→ **Problem**
Reproduce the entries starting at the line containing "the blue sky?" and ending at the last of the entries. Leave the pictures out of your answer.

→ **Information given**
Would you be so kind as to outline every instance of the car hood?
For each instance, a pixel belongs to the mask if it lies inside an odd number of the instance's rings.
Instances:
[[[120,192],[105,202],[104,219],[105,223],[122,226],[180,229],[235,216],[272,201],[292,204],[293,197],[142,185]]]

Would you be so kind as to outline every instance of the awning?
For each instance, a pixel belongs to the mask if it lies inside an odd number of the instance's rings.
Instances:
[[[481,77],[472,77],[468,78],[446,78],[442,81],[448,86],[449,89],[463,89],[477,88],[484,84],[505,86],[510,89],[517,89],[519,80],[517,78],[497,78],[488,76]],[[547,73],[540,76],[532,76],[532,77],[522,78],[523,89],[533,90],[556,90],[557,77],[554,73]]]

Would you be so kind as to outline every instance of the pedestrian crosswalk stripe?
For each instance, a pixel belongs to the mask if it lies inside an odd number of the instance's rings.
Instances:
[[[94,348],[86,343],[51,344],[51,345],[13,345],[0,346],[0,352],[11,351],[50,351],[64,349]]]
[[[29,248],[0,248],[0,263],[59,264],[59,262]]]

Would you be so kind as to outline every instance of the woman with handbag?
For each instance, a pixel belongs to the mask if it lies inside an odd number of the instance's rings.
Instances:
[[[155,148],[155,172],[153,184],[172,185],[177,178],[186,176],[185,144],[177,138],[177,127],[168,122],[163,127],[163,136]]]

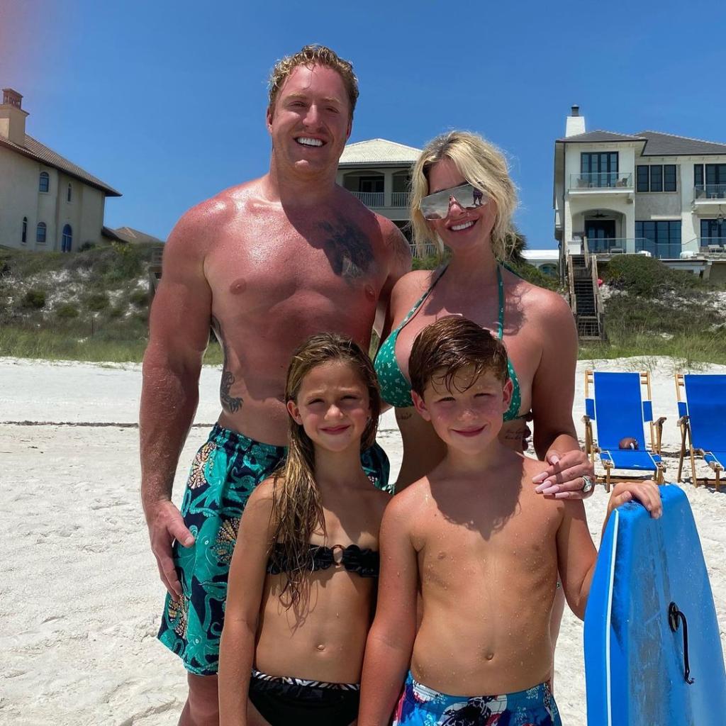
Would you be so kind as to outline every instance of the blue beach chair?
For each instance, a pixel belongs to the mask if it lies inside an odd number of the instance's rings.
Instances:
[[[716,473],[714,484],[718,492],[721,472],[726,468],[726,375],[677,373],[676,397],[681,430],[678,481],[681,481],[683,460],[688,453],[690,457],[691,482],[698,486],[696,476],[698,454]],[[703,480],[704,483],[709,481]]]
[[[590,387],[594,396],[590,396]],[[645,400],[642,391],[645,388]],[[585,452],[595,464],[595,455],[605,467],[605,486],[610,491],[613,469],[652,471],[663,481],[665,467],[661,460],[661,437],[665,418],[653,420],[650,374],[604,373],[585,371]],[[597,426],[597,440],[592,436],[592,422]],[[644,425],[650,425],[650,448],[645,446]],[[621,449],[624,439],[635,439],[635,449]],[[623,477],[627,478],[627,477]]]

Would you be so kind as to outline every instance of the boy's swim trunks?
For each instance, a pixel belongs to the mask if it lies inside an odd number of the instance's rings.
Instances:
[[[550,685],[505,696],[448,696],[409,672],[393,726],[562,726]]]
[[[194,457],[182,515],[195,542],[188,549],[174,542],[182,595],[176,600],[167,595],[159,629],[159,640],[181,656],[190,673],[217,672],[227,575],[240,519],[253,490],[280,466],[285,453],[284,446],[260,444],[215,425]],[[380,446],[364,452],[361,463],[377,487],[390,491],[388,460]]]

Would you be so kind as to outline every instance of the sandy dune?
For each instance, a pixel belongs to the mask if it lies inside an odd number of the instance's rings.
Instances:
[[[575,417],[583,434],[582,373],[637,370],[653,376],[669,474],[680,442],[666,360],[582,362]],[[710,367],[726,372],[726,367]],[[219,372],[205,370],[197,423],[176,477],[219,412]],[[185,694],[177,658],[155,640],[163,590],[148,548],[139,497],[136,365],[49,364],[0,358],[0,724],[162,726],[176,723]],[[9,423],[7,422],[15,422]],[[73,424],[73,425],[69,425]],[[394,471],[400,439],[389,412],[380,443]],[[707,471],[708,470],[703,470]],[[684,488],[711,576],[726,643],[726,492]],[[587,502],[595,541],[606,504]],[[566,613],[555,689],[564,723],[585,723],[582,624]]]

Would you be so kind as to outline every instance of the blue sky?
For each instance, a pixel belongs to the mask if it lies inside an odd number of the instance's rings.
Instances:
[[[478,131],[510,159],[530,248],[552,248],[570,106],[588,131],[726,142],[725,29],[717,0],[0,0],[0,87],[23,94],[30,136],[123,193],[108,226],[166,238],[189,207],[264,173],[269,70],[323,43],[360,81],[351,141]]]

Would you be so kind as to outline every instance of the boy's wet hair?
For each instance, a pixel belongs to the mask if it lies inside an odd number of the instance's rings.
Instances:
[[[486,328],[460,315],[447,315],[416,336],[409,360],[411,388],[423,396],[436,378],[436,385],[443,382],[451,391],[454,379],[469,367],[473,367],[469,386],[485,371],[505,383],[509,378],[507,349]]]

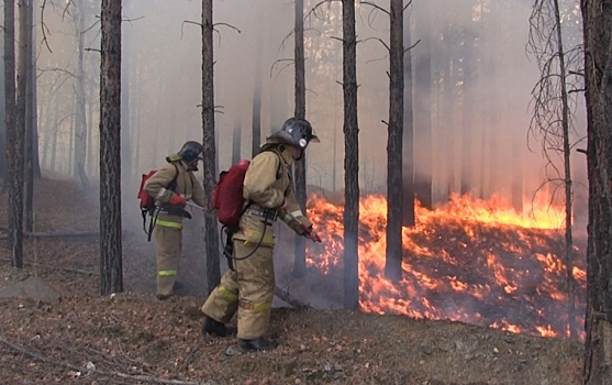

→ **Response to this task**
Would you be so kind as to outline every instance of the blue sky?
For each instance, a pixel belongs to the mask if it lies inside an odd number of the instance's rings.
Instances:
[[[478,131],[510,159],[530,248],[552,248],[570,106],[588,131],[726,142],[725,29],[717,0],[0,0],[0,87],[23,94],[30,136],[123,193],[108,226],[166,238],[189,207],[264,173],[269,70],[323,43],[360,81],[351,141]]]

Would you be so kind as to outline every instance of the boy's wet hair?
For each instance, a pixel belongs to the mask if it lies inside an odd number of the instance's rings.
Instances:
[[[486,328],[460,315],[447,315],[416,336],[409,360],[411,388],[423,396],[436,378],[436,385],[443,382],[451,391],[454,379],[469,367],[473,367],[469,386],[485,371],[505,383],[509,378],[507,349]]]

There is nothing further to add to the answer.